** Instructions to follow **
Reproduce the stretch of the listing from the line containing "Point out blue laptop in the photo." through the line containing "[274,355,339,373]", both ends included, keeping every line. Shift each bounding-box coordinate in it up by 11.

** Input rows **
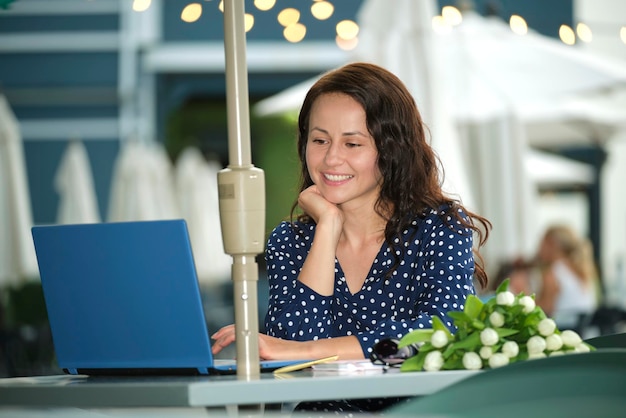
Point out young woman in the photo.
[537,225,598,332]
[213,63,490,366]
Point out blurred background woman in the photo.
[536,225,599,329]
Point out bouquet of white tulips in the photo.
[399,280,595,371]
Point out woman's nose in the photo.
[324,143,343,166]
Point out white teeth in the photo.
[324,174,353,181]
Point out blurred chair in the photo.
[385,349,626,418]
[585,332,626,349]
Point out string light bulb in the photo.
[335,19,359,40]
[441,6,463,26]
[576,22,593,43]
[559,25,576,45]
[278,7,300,27]
[311,0,335,20]
[283,22,306,43]
[254,0,276,12]
[180,3,202,23]
[509,15,528,35]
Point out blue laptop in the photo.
[32,220,304,375]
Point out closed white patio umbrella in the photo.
[0,94,39,286]
[54,140,100,224]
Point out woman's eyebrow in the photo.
[309,126,369,138]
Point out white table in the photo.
[0,370,476,413]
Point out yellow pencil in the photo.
[274,355,339,373]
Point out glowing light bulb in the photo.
[283,22,306,43]
[336,20,359,40]
[254,0,276,12]
[180,3,202,23]
[576,23,593,42]
[243,13,254,32]
[311,1,335,20]
[509,15,528,35]
[441,6,463,26]
[559,25,576,45]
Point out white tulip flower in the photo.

** Exercise response **
Point out blue laptop in the photo.
[43,231,315,386]
Point out closed white patio umbrella in the photo.
[11,105,50,297]
[65,151,111,235]
Point out woman's eyebrow in the photo.
[320,137,380,149]
Point out white table in the photo.
[11,381,487,424]
Point out yellow pencil in the photo.
[285,366,350,384]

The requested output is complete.